#### [Prompt 1]
From the excerpt on prehistoric string skirts, list every object, source, or tradition in which it says string skirts appear, are rendered, or are mentioned.
#### [Prompt 2]
Answer these questions using the excerpt on prehistoric string skirts:
(a) About how old is the Venus of Lespugue?
(b) Who said that scholars' minds "have been elsewhere"?
(c) At what kind of event may string skirts have been worn, according to other anthropologists?
#### [Prompt 3]
Write the next part of the excerpt on prehistoric string skirts, continuing from its last sentence.

#### [Excerpt provided]
○ ○ ○ ○ ○ ○ ○

But don't forget the ladies: This essay is about textiles, and note that when the men examined the "Venus" figures they were too busy looking elsewhere to notice the skirts and other items that suggest they knew how to make rope and/or textiles.
basket headware made of palited starts and coiled basketry.
"Scholars have been looking at these things for years, but unfortunately, their minds have been elsewhere," Dr. Adovasio said....
On the Venus of Lespugue, an approximately 25,000-year-old figurine from southwestern France, the anthropologists noticed a "remarkable" degree of detail lavished on the rendering of a string skirt...
To get an idea of what such an outfit might have looked like, she said, imagine a hula dancer wrapping a 1930's-style beaded curtain around her waist...
Other anthropologists point out that string skirts, which appear in Bronze-Age artifacts and are mentioned by Homer, may have been worn at the equivalent of a debutantes ball, to advertise a girl's coming of age. In some parts of Eastern Europe, the skirts still survive as lacy elements of folk costumes....

○ ○ ○ ○ ○ ○ ○

#### [Dataset excerpt]
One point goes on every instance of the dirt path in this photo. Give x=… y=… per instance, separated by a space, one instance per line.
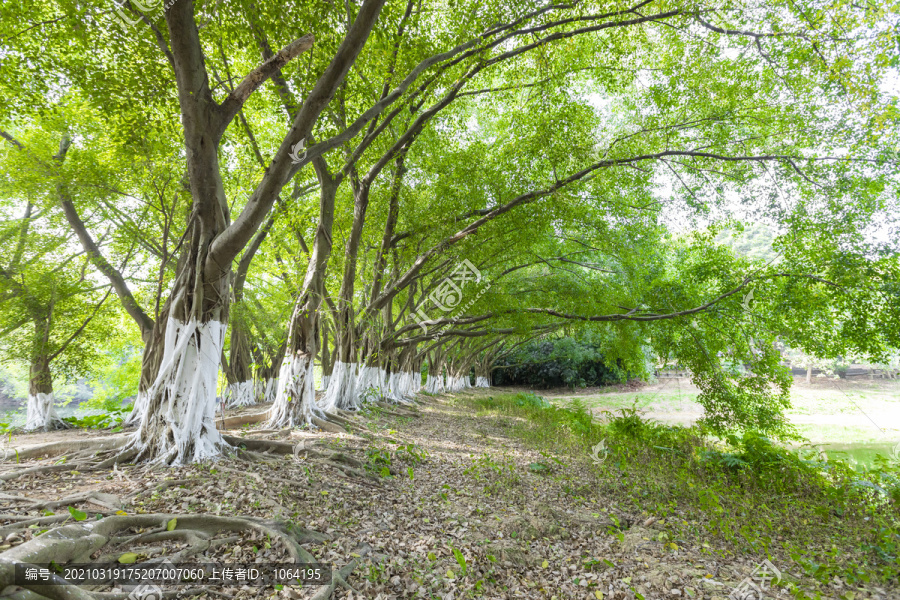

○ ○ ○ ○ ○ ○ ○

#### [Expected output 1]
- The Venus of Lespugue figurine
- Bronze-Age artifacts
- Homer
- Folk costumes in some parts of Eastern Europe

#### [Expected output 2]
(a) Approximately 25,000 years old.
(b) Dr. Adovasio.
(c) The equivalent of a debutantes ball, to advertise a girl's coming of age.

#### [Expected output 3]
With the invention of string and the power to weave, people could construct elaborate yet lightweight containers in which to carry, store and cook food.
They could fashion baby slings to secure an infant snugly against its mother's body, thereby freeing up the woman to work and wander.
The front view of the Venus of Kostenki in Russia. |
They could braid nets, the better to catch prey animals without the risk of hand-to-tooth combat. They could lash together wooden logs or planks to build a boat...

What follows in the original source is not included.